[Position annotation records]
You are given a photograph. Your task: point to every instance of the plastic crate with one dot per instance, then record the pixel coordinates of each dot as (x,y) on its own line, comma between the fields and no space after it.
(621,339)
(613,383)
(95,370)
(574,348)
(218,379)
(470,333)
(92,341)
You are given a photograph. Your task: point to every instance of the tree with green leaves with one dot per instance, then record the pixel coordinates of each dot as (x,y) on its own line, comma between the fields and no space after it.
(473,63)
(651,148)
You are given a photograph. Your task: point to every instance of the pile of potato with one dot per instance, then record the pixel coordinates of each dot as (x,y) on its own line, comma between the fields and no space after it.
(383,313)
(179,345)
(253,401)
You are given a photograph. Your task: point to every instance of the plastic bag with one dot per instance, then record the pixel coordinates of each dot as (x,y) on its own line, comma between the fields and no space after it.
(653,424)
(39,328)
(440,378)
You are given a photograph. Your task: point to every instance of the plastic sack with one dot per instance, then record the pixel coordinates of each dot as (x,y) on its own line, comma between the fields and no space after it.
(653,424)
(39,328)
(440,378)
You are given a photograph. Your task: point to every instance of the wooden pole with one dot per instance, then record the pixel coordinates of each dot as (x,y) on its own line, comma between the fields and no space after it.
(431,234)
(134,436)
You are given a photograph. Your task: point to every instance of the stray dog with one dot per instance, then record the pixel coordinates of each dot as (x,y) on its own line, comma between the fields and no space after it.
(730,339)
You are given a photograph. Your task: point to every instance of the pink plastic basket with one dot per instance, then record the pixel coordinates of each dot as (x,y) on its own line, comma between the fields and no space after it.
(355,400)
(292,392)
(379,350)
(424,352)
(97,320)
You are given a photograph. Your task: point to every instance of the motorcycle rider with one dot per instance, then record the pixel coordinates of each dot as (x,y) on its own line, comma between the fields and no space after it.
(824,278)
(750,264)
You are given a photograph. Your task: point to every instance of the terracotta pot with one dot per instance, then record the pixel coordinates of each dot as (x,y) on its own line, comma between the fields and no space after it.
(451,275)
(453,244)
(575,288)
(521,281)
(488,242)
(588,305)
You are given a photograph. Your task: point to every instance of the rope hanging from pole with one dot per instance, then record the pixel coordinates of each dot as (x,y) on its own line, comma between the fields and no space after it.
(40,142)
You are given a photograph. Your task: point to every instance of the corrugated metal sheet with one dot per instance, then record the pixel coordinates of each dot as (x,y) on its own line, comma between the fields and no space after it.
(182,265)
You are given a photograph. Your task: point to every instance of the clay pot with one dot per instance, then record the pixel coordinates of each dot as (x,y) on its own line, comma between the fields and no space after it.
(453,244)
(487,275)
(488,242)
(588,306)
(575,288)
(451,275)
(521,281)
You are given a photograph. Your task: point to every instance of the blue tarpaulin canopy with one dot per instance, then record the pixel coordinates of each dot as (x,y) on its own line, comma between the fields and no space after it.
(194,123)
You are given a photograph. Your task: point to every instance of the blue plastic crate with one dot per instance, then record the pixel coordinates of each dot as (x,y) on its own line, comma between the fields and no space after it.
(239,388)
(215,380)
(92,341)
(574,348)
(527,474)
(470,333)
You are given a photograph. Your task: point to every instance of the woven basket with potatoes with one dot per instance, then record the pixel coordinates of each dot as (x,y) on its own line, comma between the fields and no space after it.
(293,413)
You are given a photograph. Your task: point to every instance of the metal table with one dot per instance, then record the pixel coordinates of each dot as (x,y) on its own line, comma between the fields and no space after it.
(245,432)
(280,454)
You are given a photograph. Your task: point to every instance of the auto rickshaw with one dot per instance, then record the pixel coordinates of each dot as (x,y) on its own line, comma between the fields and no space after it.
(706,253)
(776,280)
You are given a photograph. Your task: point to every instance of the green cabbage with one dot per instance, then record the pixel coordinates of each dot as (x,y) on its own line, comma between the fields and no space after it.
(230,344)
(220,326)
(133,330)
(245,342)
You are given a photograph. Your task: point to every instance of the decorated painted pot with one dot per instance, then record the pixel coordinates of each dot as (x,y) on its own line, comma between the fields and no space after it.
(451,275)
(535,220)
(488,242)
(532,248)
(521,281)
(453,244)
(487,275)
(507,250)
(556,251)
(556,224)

▶ The request: Copy the rows above word for word, leaving nothing out.

▶ Task solution:
You are given a photograph. Your task: point to every instance of the plastic crate with one dot per instance, then record the pixel coordinates of each dot as (x,y) on its own line, comma between the fields and no space after it.
(621,339)
(613,383)
(95,370)
(574,348)
(218,379)
(470,333)
(92,341)
You are given a photograph. Your task: point to every instance of the tree with green leaves with one dot per instance, then record the pixel coordinates of each dot as (x,y) on its own line, comma between the fields and no space after it.
(473,63)
(651,148)
You are given a photograph. Your task: point to every instance of the pile of potato with one dot per instance, then record the pixel coordinates of each dot as (x,y) on its own line, comma between the fields and no space after it.
(383,313)
(179,345)
(253,401)
You are given a photograph. Your task: point to every instance of the plastic bag with one dot per instance, then record the pixel coordinates of each dot as (x,y) on its own line, comma between the fields and no space after it.
(653,424)
(39,328)
(440,378)
You are given a photograph. Your task: point to every instance of the plastic sack with one dot per instance, then record the pixel coordinates of each dot as (x,y) on its own line, comma between the fields and no space after it.
(653,424)
(39,328)
(440,378)
You are given a photograph. Your task: point to every instance of the wooden pole with one dot per instance, then record the pixel coordinates of each dot as (x,y) on its own line, comma between the fields and no space after it.
(431,234)
(134,436)
You are given a photograph. Your task: point to every instance of the stray dog with one dot per instance, then record the pixel coordinates of each dot as (x,y) on its own line, comma between the fields and no space after it.
(730,339)
You are given a photograph. Your task: point to every instance of the pink plastic basket with one dot per instance, then record the pixel coordinates of each dot as (x,y) on its own line, comma between the fields and no space after it.
(355,400)
(292,392)
(379,350)
(424,352)
(97,320)
You are given a photograph. Your task: point to every instance of the motorcycle rider with one dot per instance, then record the pixel coordinates of each dot as (x,y) on its own line, comma between the fields and no space after it.
(824,278)
(750,264)
You are given a photograph. Your task: point to every instance of the terracotta pot with one dot per instance, then record the pixel coordinates of each dot as (x,y) on its own line, comma between the fields and no space after it.
(451,275)
(453,244)
(575,288)
(521,281)
(488,242)
(588,305)
You are given a photograph. Your task: point to every instance of the rope hanging from pole with one dot per instance, then record the pixel coordinates of each dot as (x,y) on its own line, comma between the fields and no space after it.
(40,142)
You are given a photograph. Your task: point to every instance of the corrugated metal sheet with one dot per instance, then record the pixel coordinates of each dot as (x,y) on its own line, comma between the fields and no space after it.
(182,265)
You are given a photograph. Your task: point to every instance of the clay pot with one dot per instance, then record the pixel coordinates of each dot as (x,y) on its own line, comma between the fields and no space after it.
(453,244)
(487,275)
(488,242)
(588,306)
(575,288)
(451,275)
(521,281)
You are given a photograph. Your task: point to every instance of the blue tarpaulin canopy with one dot per instance, then record the pixel coordinates of each dot as (x,y) on its own line, comma between the fields and no space after it.
(194,123)
You are given a photograph. Your task: point to every instance of the blue plastic crate with one dot per instance, then record the pixel coordinates of each dot as (x,y) on its own line, comma between the fields and no space after it.
(239,388)
(215,380)
(92,341)
(574,348)
(527,474)
(470,333)
You are given a photograph. Your task: point to every instance of the woven basket with potatoes with one dot per instance, then record the pixel coordinates of each dot as (x,y) on its own line, comma between the fields and no space after it.
(293,413)
You are given a photograph. Your task: point to every instance of the metal table with one dot per instance, then record the pixel coordinates of each dot as (x,y) on its own line, comma between the fields and no space after it.
(245,432)
(280,454)
You are given a photograph. Your task: point to every instance of the auto rickshaw with one dot per instance, then record the pixel coordinates of each dot as (x,y) on its own line, comma between the fields and no space after it.
(706,253)
(776,280)
You are given a photograph. Your task: point to every instance of the green cabbage with one dot per instance, then record the pixel coordinates of each dot as (x,y) on its own line, comma between the fields and no space after it.
(230,344)
(220,326)
(133,330)
(245,342)
You are given a photograph. Your task: point to every instance of the decorated painted pot with one dot per instance, then record the pixel coordinates of each dot as (x,y) on its own line, comma between the fields and no space after it.
(451,275)
(535,220)
(488,242)
(532,248)
(521,281)
(453,244)
(487,275)
(507,250)
(556,251)
(556,224)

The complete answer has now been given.